begin
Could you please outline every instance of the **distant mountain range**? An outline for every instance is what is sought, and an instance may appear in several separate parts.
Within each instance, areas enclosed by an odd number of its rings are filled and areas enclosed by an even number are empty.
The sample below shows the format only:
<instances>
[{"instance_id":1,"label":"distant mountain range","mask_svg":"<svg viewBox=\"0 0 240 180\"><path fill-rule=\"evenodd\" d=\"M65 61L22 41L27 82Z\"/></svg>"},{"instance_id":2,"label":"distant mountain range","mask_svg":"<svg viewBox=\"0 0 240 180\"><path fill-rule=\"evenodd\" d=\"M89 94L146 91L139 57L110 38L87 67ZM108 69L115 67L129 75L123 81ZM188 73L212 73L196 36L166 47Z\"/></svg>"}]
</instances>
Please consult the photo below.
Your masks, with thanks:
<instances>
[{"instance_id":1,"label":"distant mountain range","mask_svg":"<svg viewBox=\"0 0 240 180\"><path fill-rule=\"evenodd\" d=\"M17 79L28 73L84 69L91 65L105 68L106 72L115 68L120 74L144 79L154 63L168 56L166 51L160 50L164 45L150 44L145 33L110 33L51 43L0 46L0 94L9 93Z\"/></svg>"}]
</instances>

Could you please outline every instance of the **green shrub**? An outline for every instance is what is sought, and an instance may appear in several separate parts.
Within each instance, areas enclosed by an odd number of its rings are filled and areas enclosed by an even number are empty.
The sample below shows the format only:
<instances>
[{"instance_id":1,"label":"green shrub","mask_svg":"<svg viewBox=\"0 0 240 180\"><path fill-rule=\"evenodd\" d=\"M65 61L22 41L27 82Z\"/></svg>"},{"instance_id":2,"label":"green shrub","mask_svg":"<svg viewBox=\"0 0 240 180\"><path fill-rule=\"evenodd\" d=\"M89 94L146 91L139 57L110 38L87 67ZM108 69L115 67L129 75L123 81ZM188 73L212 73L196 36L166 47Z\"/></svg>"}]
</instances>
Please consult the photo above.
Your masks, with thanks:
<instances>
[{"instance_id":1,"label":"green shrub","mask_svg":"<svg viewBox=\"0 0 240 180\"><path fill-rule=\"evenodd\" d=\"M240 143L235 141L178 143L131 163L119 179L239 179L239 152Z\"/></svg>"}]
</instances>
end
• REQUIRED WORK: Write out the whole listing exactly.

• TASK OUTPUT:
Could you please outline every instance of the **distant mountain range**? An outline for every instance is what is sought, and an instance may appear in several separate parts.
Within each instance, areas enclosed by an odd number of its rings are filled and areas enclosed by an even number are empty.
The sample below shows the format only:
<instances>
[{"instance_id":1,"label":"distant mountain range","mask_svg":"<svg viewBox=\"0 0 240 180\"><path fill-rule=\"evenodd\" d=\"M65 61L22 41L27 82Z\"/></svg>"},{"instance_id":2,"label":"distant mountain range","mask_svg":"<svg viewBox=\"0 0 240 180\"><path fill-rule=\"evenodd\" d=\"M89 94L146 91L139 57L110 38L87 67ZM108 69L115 67L129 75L123 81ZM188 73L212 73L196 36L166 47Z\"/></svg>"}]
</instances>
Please consult the photo below.
Your masks, with thanks:
<instances>
[{"instance_id":1,"label":"distant mountain range","mask_svg":"<svg viewBox=\"0 0 240 180\"><path fill-rule=\"evenodd\" d=\"M17 79L28 73L84 69L91 65L105 68L106 72L115 68L120 74L144 79L154 63L168 56L166 51L160 50L164 45L150 44L145 33L110 33L51 43L0 46L0 94L9 93Z\"/></svg>"}]
</instances>

Could you please outline every instance of the **green shrub**? An outline for every instance is what is sought, and an instance may appear in several separate parts.
Within each instance, areas enclosed by an odd number of its rings are filled and areas enclosed by an even number are empty.
The sample below shows the format only:
<instances>
[{"instance_id":1,"label":"green shrub","mask_svg":"<svg viewBox=\"0 0 240 180\"><path fill-rule=\"evenodd\" d=\"M65 61L22 41L27 82Z\"/></svg>"},{"instance_id":2,"label":"green shrub","mask_svg":"<svg viewBox=\"0 0 240 180\"><path fill-rule=\"evenodd\" d=\"M89 94L146 91L139 57L110 38L87 67ZM108 69L115 67L129 75L123 81ZM188 73L212 73L196 36L166 47Z\"/></svg>"}]
</instances>
Please consult the photo above.
Your masks, with thanks:
<instances>
[{"instance_id":1,"label":"green shrub","mask_svg":"<svg viewBox=\"0 0 240 180\"><path fill-rule=\"evenodd\" d=\"M240 143L235 141L178 143L131 163L119 179L239 179L239 152Z\"/></svg>"}]
</instances>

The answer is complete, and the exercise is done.